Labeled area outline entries
———

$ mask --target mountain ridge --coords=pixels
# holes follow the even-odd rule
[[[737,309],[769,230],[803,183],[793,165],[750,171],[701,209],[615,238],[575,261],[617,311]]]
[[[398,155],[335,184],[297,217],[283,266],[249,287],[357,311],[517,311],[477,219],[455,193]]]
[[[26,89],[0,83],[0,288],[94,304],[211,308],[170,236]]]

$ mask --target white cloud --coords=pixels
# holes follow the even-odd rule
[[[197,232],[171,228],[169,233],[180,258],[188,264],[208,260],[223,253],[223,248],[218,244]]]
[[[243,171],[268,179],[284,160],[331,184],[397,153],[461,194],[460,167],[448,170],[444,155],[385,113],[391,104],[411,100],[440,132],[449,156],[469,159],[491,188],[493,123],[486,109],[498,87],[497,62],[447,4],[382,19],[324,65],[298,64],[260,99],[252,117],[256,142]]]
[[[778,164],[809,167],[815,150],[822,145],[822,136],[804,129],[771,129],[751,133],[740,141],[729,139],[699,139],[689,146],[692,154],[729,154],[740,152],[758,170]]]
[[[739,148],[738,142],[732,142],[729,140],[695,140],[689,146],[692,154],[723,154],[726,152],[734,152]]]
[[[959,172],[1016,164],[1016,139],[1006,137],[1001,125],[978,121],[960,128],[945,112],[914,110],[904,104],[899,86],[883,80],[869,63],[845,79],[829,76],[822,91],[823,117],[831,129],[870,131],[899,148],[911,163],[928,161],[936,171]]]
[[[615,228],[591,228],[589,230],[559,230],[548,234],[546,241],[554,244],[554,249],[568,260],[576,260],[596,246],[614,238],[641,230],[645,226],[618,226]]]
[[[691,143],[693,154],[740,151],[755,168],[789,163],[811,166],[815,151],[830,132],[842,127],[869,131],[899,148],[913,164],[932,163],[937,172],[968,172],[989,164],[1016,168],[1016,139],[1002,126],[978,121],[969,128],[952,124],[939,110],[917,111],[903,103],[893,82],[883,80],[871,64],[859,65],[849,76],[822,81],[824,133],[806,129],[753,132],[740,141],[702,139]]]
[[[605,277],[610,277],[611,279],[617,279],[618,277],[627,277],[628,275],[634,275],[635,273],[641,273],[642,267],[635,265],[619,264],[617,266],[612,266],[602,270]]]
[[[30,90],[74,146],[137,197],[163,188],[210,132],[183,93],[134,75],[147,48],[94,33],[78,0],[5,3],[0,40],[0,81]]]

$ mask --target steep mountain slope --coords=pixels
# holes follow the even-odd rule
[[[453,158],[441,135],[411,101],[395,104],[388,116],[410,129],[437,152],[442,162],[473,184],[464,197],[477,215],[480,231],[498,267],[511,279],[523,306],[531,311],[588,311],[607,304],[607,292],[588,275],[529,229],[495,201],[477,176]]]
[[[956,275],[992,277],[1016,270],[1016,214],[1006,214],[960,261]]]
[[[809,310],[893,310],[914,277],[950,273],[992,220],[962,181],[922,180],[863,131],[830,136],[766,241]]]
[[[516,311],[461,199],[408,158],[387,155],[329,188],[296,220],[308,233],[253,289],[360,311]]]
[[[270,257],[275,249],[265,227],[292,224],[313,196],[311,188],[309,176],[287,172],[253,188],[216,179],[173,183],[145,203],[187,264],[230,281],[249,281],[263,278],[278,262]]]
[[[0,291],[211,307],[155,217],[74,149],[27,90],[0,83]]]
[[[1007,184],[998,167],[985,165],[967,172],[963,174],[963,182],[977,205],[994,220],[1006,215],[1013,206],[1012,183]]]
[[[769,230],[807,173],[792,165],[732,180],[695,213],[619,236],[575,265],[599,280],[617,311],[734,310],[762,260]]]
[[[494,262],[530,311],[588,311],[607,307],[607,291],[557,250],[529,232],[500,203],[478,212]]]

———

▶ _DO THIS_: Output every line of the items, from the very first line down to and including the line that contains "[[[26,89],[0,83],[0,288],[94,304],[211,308],[170,236]]]", as a Markdown table with the columns Row and Line. Give each line its row number, and leave out blank lines.

▶ _THE REPLY_:
| Row | Line |
|---|---|
| 1 | $ mask --target mountain ridge --coords=pixels |
| 2 | # holes follow the even-odd rule |
| 3 | [[[737,309],[769,230],[803,183],[793,165],[750,171],[701,209],[615,238],[575,261],[617,311]]] |
| 4 | [[[398,155],[335,184],[297,217],[283,266],[249,287],[357,311],[517,311],[477,219],[455,193]]] |
| 5 | [[[26,89],[0,83],[0,288],[94,304],[211,308],[170,236]]] |